## What is being asked
Each line of the material must be repeated precisely, with the pictures left out.
---------- Data for processing
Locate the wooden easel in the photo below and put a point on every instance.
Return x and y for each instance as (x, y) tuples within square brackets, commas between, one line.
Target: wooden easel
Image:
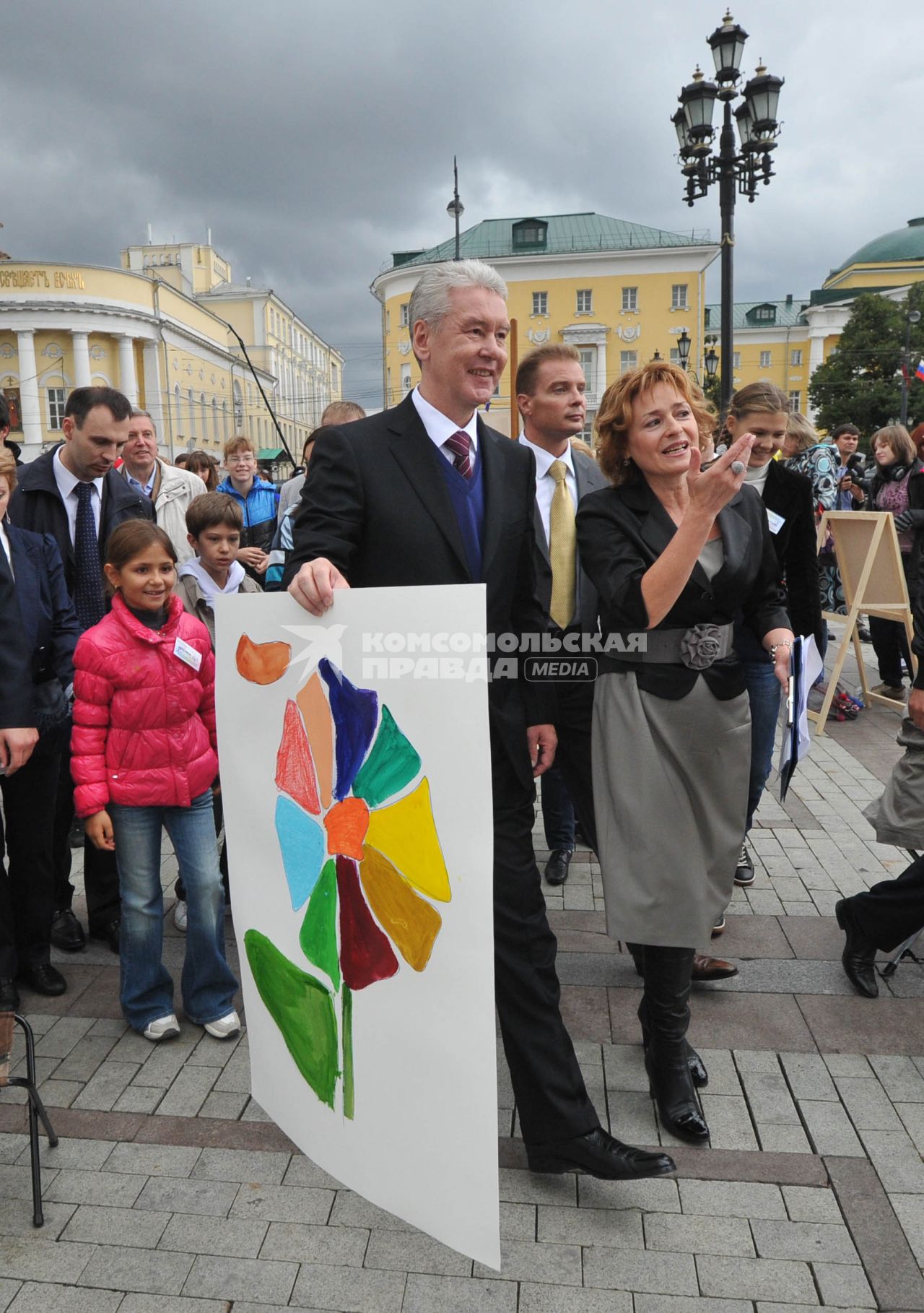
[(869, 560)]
--------------------
## Problem solution
Locate the wooden easel in the photo below and put a point on every instance.
Return x and y for each instance as (x, y) tuples within square brackets, commas between, one line.
Target: wooden easel
Image:
[(869, 560)]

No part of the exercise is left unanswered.